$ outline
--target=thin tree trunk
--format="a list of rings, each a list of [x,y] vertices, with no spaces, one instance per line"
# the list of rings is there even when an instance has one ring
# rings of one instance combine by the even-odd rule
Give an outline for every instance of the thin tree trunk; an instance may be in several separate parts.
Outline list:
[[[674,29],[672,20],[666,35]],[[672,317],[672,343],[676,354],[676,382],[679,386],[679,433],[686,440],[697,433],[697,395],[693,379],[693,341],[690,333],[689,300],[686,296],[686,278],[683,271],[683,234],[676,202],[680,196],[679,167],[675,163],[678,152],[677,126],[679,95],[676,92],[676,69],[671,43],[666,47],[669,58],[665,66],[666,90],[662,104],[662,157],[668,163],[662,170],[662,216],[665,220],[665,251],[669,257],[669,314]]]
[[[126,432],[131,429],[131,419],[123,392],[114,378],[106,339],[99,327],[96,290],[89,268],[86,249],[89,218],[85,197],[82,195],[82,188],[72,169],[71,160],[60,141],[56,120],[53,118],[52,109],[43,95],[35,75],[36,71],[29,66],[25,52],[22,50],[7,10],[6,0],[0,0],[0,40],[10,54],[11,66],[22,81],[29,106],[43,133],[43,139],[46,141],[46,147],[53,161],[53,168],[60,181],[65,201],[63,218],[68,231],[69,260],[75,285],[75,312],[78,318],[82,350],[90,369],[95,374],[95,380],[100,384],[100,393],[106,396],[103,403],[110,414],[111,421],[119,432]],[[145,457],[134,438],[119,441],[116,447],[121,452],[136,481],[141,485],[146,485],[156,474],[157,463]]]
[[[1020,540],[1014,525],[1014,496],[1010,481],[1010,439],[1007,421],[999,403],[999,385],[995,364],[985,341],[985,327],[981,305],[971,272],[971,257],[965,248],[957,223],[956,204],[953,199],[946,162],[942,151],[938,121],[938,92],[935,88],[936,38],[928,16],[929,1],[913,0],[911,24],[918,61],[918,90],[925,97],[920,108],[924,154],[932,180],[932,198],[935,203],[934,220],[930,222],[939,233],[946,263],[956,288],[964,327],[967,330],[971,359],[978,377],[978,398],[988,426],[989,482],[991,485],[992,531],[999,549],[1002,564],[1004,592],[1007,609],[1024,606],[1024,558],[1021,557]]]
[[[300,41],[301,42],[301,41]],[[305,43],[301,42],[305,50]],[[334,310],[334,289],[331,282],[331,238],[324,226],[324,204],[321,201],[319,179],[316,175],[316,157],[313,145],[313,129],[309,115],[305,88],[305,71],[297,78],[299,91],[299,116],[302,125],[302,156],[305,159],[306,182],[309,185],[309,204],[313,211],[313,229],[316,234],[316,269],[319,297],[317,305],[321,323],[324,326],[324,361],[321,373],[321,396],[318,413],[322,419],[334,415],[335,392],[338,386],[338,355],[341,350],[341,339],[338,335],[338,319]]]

:: GOAL OF THE EXERCISE ::
Each record above should be repeated exactly as it appears.

:: COMPLETE RESPONSE ::
$ outline
--target=thin tree trunk
--format="a list of rings, each a list of [x,y] vertices, with no spaces, one instance per line"
# the list of rings is there even when an instance has one ring
# rings of one instance combine by the even-odd rule
Give an outline for every instance of the thin tree trunk; an instance may be in several separate parts.
Outline list:
[[[674,29],[672,20],[666,35]],[[672,317],[672,343],[676,354],[676,382],[679,386],[679,433],[686,440],[697,433],[697,395],[693,379],[693,341],[690,333],[689,300],[686,296],[686,278],[683,271],[683,234],[676,202],[680,196],[679,167],[675,163],[678,152],[677,126],[679,95],[676,92],[676,69],[671,43],[666,47],[669,58],[665,66],[666,90],[662,104],[662,157],[668,163],[662,170],[662,216],[665,220],[665,251],[669,257],[669,314]]]
[[[126,432],[131,429],[131,419],[123,392],[114,378],[106,339],[99,327],[96,290],[89,268],[86,249],[89,218],[85,197],[82,195],[82,188],[72,169],[71,160],[60,141],[56,120],[53,118],[52,109],[43,95],[35,75],[36,71],[29,66],[25,52],[22,50],[7,10],[6,0],[0,0],[0,40],[10,54],[11,66],[22,81],[29,106],[43,133],[43,139],[46,141],[46,147],[53,161],[53,168],[60,181],[65,201],[63,218],[68,231],[69,260],[75,285],[75,312],[78,318],[82,350],[90,369],[95,374],[95,380],[100,384],[100,393],[106,396],[103,403],[110,414],[111,421],[119,432]],[[145,457],[134,438],[119,441],[116,447],[121,452],[136,481],[141,485],[146,485],[156,474],[157,463]]]
[[[1020,540],[1014,525],[1014,496],[1010,481],[1010,439],[1007,421],[999,403],[999,385],[995,364],[985,341],[985,327],[981,305],[971,272],[971,257],[965,248],[957,223],[956,204],[953,199],[946,162],[942,151],[938,121],[938,92],[935,88],[936,38],[928,16],[929,1],[913,0],[911,24],[918,61],[918,90],[925,97],[920,108],[924,154],[932,180],[932,198],[935,203],[934,220],[930,222],[939,233],[946,263],[956,288],[964,327],[967,330],[971,359],[978,377],[978,398],[988,426],[989,482],[991,485],[992,531],[999,549],[1002,564],[1004,592],[1007,609],[1024,606],[1024,558],[1021,557]]]
[[[300,41],[301,42],[301,41]],[[305,43],[301,42],[305,50]],[[334,310],[334,289],[331,282],[331,238],[324,226],[324,204],[321,201],[319,179],[316,175],[316,157],[313,145],[313,129],[309,115],[305,88],[305,71],[297,78],[299,91],[299,116],[302,125],[302,156],[305,159],[306,182],[309,185],[309,204],[313,211],[313,229],[316,234],[316,269],[319,297],[317,305],[321,323],[324,326],[324,361],[321,373],[321,396],[318,413],[322,419],[334,415],[335,392],[338,386],[338,355],[341,350],[341,339],[338,335],[338,319]]]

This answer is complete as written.